*Goal*: In the records below, render the stretch from the line containing "Practice. Locate the gun barrel" through the line containing "[(104, 87), (170, 89)]" as a JSON list of strings, one string per line, leaving out blank lines.

--- begin ---

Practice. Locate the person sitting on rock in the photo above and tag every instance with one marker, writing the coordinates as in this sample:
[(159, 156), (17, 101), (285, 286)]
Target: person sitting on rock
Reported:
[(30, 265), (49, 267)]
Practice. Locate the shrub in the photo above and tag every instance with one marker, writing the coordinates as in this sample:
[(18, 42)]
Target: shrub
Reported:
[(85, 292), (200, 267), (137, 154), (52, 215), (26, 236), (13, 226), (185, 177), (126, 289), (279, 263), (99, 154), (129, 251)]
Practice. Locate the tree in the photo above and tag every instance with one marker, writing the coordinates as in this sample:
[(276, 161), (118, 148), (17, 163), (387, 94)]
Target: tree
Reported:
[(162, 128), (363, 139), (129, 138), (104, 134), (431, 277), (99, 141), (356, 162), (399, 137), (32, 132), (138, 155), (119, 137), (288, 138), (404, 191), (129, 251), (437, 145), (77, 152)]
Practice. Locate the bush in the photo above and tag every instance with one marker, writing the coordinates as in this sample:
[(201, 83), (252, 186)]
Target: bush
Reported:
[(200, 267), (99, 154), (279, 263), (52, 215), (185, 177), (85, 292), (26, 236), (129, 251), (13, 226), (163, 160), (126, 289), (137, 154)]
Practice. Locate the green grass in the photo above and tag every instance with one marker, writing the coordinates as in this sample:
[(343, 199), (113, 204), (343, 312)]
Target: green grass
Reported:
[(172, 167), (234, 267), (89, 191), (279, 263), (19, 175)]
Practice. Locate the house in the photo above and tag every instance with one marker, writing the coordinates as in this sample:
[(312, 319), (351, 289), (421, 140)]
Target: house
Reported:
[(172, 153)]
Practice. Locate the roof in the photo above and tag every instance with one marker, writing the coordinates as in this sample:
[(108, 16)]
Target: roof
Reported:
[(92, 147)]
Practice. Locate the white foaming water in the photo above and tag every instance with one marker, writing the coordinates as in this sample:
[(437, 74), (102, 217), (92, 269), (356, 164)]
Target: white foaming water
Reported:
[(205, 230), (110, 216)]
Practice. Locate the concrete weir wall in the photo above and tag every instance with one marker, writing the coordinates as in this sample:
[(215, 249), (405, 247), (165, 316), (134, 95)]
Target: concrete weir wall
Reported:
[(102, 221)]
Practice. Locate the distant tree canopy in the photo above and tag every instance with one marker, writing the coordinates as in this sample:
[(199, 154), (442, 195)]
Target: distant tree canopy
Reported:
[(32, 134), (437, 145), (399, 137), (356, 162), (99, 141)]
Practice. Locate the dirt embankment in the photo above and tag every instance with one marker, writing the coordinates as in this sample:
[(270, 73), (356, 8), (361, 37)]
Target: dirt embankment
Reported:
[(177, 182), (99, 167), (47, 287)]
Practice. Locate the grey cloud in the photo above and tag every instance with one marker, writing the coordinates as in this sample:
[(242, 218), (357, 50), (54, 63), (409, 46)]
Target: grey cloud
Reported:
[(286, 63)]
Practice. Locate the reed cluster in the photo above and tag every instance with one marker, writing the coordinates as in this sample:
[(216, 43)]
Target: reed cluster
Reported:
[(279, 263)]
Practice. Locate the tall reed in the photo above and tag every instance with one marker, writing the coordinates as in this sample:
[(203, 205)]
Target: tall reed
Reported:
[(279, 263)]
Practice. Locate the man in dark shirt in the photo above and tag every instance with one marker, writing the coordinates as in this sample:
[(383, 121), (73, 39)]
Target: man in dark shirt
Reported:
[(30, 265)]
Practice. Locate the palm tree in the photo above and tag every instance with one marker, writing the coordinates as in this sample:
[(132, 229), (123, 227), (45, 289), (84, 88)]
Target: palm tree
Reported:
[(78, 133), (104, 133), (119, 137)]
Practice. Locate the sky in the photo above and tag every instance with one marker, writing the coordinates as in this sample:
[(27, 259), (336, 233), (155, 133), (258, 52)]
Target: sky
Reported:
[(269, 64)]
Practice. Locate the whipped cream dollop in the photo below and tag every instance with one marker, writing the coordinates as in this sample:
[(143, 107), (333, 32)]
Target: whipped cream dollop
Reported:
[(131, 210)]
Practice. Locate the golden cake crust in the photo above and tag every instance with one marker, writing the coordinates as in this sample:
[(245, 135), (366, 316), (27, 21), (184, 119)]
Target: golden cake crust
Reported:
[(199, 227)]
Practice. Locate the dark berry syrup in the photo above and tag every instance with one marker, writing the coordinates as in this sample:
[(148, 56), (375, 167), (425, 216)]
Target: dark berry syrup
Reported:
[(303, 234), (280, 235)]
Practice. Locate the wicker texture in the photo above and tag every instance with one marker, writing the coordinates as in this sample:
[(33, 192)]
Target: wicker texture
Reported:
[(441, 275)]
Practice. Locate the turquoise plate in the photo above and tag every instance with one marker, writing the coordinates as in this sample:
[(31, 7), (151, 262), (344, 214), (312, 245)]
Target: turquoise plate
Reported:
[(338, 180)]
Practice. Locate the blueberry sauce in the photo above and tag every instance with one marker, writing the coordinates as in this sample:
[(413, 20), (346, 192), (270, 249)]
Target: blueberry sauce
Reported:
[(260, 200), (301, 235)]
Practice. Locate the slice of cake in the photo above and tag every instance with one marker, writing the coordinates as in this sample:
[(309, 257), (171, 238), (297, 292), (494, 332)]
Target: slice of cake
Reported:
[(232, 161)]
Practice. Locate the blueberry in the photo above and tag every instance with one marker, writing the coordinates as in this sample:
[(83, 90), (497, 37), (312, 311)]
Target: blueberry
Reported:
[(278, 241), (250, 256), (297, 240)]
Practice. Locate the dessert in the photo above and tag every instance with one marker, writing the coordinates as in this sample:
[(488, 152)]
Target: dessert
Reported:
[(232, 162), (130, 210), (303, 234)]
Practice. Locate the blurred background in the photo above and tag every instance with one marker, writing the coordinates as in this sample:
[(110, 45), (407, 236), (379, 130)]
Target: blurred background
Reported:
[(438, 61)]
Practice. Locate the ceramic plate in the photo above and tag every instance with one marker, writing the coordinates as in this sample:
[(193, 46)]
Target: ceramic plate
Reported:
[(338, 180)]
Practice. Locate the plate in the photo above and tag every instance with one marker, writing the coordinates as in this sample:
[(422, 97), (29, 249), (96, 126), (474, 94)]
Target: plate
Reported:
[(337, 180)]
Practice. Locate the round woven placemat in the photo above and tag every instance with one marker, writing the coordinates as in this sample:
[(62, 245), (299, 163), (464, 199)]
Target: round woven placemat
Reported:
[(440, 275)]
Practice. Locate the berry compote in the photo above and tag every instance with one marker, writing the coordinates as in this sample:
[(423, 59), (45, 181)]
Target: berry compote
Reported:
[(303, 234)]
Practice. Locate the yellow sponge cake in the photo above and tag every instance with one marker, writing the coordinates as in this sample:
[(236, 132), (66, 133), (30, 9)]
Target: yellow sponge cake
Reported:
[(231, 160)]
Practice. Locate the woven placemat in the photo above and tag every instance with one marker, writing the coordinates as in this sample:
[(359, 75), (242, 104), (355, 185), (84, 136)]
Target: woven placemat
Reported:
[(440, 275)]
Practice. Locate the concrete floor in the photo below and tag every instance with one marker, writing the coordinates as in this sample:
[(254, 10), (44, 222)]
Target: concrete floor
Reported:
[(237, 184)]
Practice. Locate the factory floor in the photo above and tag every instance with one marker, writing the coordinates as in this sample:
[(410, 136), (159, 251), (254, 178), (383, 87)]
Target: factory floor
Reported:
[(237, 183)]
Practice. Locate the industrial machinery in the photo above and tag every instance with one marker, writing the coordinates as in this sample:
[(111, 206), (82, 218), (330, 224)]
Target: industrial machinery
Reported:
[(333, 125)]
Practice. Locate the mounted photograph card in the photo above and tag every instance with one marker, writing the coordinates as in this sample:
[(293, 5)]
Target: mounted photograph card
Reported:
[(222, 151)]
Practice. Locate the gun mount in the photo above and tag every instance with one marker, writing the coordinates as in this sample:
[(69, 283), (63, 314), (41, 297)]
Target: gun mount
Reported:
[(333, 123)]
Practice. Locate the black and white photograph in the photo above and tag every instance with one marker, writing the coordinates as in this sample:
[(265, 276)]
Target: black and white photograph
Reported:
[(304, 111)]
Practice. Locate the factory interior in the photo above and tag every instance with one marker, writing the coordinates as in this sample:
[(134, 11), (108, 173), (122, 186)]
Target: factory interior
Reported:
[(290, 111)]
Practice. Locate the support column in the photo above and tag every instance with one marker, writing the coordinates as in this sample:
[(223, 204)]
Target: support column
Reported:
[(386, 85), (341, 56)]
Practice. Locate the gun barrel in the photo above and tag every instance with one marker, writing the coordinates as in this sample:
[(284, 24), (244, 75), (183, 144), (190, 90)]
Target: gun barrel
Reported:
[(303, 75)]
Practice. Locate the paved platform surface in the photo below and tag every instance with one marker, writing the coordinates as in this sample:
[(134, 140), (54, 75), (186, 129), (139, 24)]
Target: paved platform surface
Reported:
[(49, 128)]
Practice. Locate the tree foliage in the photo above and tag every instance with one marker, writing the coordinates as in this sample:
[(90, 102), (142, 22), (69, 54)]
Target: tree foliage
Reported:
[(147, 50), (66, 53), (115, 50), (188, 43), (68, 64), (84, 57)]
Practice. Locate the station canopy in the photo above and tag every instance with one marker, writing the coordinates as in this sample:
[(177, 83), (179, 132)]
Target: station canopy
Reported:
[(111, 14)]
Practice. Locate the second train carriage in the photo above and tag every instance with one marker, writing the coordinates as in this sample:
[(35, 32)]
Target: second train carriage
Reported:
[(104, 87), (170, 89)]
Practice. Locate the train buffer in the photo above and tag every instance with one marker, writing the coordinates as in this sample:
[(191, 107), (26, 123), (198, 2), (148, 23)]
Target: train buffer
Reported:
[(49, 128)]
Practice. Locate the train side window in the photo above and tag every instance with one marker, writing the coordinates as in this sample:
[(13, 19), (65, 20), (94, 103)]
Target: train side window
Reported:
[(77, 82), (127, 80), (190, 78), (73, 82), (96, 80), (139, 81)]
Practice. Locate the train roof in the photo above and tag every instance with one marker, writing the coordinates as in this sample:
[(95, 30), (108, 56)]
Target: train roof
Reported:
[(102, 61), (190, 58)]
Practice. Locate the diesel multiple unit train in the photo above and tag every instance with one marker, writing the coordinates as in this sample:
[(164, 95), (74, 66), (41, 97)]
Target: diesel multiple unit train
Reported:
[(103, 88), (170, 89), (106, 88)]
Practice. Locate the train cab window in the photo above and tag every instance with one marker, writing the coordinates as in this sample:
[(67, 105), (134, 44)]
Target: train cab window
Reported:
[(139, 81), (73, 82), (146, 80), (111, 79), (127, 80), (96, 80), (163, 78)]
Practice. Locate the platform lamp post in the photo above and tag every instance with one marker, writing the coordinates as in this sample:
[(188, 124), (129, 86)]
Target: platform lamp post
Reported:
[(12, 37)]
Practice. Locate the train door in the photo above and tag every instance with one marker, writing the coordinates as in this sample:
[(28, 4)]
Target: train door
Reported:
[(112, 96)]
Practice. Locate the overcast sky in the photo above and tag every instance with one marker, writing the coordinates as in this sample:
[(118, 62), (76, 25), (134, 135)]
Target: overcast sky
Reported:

--- end ---

*Response to the task*:
[
  "Practice. Locate the gun barrel in the photo above and tag every instance with one marker, writing the coordinates as in this sample:",
  "[(284, 24), (244, 75), (183, 144), (190, 90)]",
  "Target: gun barrel",
  "Reported:",
  "[(303, 75)]",
  "Practice. Locate the paved platform surface in the photo below and tag every instance with one marker, writing the coordinates as in this sample:",
  "[(134, 140), (54, 75), (186, 129), (139, 24)]",
  "Target: paved platform surface",
  "Reported:",
  "[(49, 128)]",
  "Practice. Locate the tree foliage in the photo above and tag every instance with one marker, writing the coordinates as in this sample:",
  "[(90, 102), (142, 22), (69, 54)]",
  "Target: tree foliage",
  "Reported:",
  "[(147, 50), (66, 53), (115, 50), (188, 43), (68, 64), (84, 57)]",
  "Practice. Locate the station canopy in the photo above and tag every instance with one marker, writing the coordinates as in this sample:",
  "[(177, 83), (179, 132)]",
  "Target: station canopy",
  "Reported:",
  "[(111, 14)]",
  "Practice. Locate the second train carriage in the photo above and tag every instance with one marker, writing the coordinates as in this sample:",
  "[(35, 32)]",
  "Target: second train carriage",
  "Reported:",
  "[(104, 87), (170, 89)]"
]